(Extracted material begins)

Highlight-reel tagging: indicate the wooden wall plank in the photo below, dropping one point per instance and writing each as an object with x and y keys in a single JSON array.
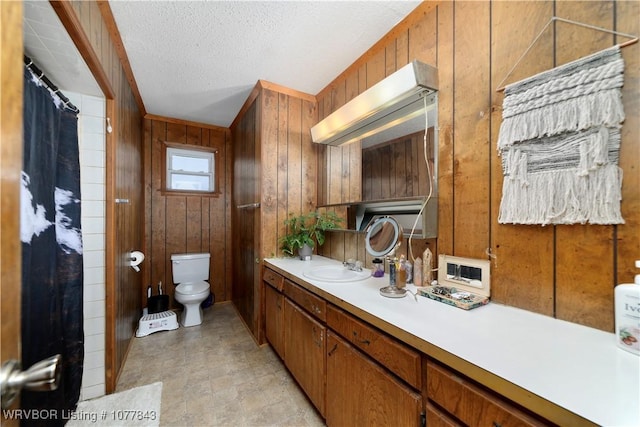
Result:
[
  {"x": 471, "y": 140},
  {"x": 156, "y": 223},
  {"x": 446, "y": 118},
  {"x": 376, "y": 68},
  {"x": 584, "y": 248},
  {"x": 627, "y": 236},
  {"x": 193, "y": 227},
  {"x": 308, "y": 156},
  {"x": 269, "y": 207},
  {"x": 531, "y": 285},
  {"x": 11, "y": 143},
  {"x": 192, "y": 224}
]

(Extracted material ends)

Work item:
Give the data above again, exactly, with every picture removed.

Task solution:
Highlight-reel tagging: indicate the wooden wall plank in the photo below, dropping one point per instance and writing each as an object with x and y keys in a single JSON array.
Result:
[
  {"x": 471, "y": 140},
  {"x": 156, "y": 223},
  {"x": 446, "y": 118},
  {"x": 376, "y": 68},
  {"x": 584, "y": 248},
  {"x": 627, "y": 236},
  {"x": 193, "y": 227},
  {"x": 308, "y": 156},
  {"x": 269, "y": 207},
  {"x": 531, "y": 285},
  {"x": 11, "y": 143},
  {"x": 192, "y": 224}
]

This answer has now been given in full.